Aim of the exercise:
Carry none of the pictures over; set down the material below exactly.
● ● ● ●
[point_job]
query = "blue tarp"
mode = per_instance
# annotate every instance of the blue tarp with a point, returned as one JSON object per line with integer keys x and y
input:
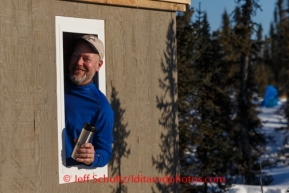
{"x": 271, "y": 97}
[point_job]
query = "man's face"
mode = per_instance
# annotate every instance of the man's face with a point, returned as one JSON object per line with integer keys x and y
{"x": 84, "y": 63}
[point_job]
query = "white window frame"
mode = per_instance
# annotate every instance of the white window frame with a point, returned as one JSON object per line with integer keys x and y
{"x": 74, "y": 25}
● ● ● ●
Final result:
[point_job]
query = "blue tarp"
mode = per_instance
# annotate every instance of the blue tarp with a point, returned as one JSON object per line with integer keys x and y
input:
{"x": 271, "y": 97}
[point_job]
query = "man's face"
mode = per_instance
# annotate every instance of the man's face with a point, returned as one JSON object per line with integer keys x and y
{"x": 84, "y": 63}
[point_job]
query = "white window frame"
mode = per_instance
# annotate every instance of the white window frame with a point, returned as one JSON object per line with integer keys x and y
{"x": 74, "y": 25}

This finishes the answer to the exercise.